[Stored items]
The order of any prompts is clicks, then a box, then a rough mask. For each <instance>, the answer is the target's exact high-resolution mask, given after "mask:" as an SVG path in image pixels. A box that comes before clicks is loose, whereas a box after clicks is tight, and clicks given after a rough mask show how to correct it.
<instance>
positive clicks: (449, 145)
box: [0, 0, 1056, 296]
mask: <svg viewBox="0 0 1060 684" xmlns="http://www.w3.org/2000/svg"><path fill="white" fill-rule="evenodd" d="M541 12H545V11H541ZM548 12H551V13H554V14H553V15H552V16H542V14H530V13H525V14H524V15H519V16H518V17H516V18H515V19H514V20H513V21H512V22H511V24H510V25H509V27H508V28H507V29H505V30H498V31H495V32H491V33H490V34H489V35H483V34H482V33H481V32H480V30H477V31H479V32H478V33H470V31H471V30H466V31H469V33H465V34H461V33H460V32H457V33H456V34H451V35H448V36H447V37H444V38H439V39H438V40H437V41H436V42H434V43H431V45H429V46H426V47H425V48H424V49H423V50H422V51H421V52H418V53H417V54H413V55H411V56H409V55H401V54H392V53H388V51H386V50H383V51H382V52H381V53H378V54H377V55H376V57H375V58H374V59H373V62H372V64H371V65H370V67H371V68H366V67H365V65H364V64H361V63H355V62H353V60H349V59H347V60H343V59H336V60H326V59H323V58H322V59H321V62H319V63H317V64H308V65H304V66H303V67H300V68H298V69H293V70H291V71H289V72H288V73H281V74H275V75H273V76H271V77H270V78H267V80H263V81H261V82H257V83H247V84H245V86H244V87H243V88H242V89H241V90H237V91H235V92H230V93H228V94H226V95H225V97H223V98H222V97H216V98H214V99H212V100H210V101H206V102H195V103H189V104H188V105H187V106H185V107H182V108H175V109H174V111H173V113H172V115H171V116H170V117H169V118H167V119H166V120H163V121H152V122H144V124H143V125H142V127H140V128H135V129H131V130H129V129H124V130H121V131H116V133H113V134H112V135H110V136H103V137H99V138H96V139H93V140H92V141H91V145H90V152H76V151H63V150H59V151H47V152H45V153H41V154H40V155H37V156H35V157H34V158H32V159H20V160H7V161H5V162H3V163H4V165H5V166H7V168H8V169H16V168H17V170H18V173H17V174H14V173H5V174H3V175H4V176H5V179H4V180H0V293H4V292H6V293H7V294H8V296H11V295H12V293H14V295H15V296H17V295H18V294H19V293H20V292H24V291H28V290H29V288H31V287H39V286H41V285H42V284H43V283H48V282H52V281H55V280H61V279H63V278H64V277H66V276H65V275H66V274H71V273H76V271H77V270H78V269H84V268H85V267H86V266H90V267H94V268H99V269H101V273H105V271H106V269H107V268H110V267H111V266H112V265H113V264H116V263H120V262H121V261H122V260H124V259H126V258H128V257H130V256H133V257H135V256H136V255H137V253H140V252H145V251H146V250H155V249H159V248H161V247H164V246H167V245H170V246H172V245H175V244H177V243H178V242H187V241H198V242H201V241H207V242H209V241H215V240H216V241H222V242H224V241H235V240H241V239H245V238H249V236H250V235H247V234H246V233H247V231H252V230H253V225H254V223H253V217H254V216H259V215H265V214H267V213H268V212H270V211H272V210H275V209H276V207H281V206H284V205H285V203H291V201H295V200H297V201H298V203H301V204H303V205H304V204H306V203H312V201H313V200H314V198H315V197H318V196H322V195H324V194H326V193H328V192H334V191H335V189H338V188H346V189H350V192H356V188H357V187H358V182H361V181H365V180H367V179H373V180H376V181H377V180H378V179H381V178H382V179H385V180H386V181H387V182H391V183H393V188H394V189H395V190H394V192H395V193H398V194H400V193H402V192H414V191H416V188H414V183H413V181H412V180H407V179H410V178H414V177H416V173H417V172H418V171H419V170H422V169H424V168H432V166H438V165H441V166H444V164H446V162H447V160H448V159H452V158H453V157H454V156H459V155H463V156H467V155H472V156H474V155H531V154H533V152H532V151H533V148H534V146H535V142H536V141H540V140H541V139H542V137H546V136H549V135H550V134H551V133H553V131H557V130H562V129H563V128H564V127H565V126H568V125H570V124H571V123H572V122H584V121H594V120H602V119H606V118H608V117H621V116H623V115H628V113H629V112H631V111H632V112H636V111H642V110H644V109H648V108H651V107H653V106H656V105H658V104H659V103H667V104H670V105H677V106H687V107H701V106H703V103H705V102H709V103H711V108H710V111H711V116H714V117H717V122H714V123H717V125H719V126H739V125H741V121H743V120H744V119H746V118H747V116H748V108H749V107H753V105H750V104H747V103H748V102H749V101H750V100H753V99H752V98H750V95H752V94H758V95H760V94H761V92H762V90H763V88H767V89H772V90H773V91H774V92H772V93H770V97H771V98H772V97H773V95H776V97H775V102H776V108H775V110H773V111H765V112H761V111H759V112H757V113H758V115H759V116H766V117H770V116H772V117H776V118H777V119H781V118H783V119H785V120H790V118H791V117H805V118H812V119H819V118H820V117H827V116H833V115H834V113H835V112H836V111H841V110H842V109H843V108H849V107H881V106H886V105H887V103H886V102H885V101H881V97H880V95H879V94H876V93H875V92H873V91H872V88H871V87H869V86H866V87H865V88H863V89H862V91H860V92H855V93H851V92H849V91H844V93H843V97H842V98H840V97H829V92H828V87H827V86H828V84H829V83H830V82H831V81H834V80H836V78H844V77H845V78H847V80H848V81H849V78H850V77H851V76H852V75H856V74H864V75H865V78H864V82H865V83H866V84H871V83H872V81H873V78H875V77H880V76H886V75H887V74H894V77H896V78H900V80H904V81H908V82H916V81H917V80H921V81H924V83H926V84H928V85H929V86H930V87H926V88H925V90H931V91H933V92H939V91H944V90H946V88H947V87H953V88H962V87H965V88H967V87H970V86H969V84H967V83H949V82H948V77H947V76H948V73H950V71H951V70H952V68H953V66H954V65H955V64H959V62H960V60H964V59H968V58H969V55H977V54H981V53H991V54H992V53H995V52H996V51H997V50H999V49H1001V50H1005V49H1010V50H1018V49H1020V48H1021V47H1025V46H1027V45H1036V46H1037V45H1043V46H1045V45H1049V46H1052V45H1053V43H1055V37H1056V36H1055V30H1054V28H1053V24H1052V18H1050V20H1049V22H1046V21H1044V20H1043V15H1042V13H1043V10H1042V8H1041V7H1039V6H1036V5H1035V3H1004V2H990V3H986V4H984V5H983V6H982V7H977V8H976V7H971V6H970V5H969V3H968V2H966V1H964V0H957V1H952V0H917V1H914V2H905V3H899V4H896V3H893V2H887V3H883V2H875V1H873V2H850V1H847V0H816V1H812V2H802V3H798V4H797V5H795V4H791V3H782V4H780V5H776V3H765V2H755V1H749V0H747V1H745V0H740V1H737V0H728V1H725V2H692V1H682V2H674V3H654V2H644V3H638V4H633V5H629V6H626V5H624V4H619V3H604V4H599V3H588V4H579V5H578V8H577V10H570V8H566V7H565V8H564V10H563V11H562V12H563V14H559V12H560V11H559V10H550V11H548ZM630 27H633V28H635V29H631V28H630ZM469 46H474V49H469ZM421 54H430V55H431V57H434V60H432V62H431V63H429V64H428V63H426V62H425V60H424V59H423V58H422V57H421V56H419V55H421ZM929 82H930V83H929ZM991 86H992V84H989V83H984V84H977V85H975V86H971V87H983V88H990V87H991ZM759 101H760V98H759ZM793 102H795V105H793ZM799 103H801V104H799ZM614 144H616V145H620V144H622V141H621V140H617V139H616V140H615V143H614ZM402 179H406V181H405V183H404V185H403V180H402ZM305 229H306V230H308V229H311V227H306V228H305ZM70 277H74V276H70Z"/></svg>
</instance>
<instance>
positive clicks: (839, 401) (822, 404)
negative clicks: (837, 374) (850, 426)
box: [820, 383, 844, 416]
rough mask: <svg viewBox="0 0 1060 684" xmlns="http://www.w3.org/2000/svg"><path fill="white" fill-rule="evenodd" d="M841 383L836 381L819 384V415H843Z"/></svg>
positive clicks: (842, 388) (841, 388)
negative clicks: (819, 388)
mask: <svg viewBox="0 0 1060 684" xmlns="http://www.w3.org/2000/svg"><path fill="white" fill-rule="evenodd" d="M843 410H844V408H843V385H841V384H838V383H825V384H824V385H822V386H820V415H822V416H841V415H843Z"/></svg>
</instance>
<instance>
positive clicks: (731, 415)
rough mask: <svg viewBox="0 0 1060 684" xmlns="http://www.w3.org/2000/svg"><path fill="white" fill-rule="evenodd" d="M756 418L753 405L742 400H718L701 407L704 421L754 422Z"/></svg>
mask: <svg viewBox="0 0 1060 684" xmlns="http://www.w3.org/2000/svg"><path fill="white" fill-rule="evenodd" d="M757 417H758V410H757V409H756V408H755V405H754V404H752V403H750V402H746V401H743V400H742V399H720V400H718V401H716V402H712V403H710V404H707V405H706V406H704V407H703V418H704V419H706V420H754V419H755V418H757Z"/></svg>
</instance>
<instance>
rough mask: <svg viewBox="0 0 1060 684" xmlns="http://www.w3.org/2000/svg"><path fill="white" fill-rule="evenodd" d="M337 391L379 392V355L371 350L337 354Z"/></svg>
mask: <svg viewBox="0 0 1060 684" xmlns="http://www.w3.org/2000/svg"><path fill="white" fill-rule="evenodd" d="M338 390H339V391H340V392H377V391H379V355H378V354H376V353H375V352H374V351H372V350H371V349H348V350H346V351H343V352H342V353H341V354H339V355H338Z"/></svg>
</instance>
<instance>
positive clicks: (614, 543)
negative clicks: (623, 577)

What to produce =
Copy out the records above without any change, from their first line down to the line that contains "box: [0, 0, 1056, 296]", with both ends included.

Task result =
The order of any prompts is clicks, then a box, then a rough mask. For each <instance>, the answer is the target's exact high-resolution mask, given after "mask:" as an SVG path in image pixels. A box that comes before clicks is loose, whereas a box after clicks is tight, and clicks given after a rough mask show how to correct it.
<instance>
positive clicks: (449, 145)
box: [0, 0, 1056, 296]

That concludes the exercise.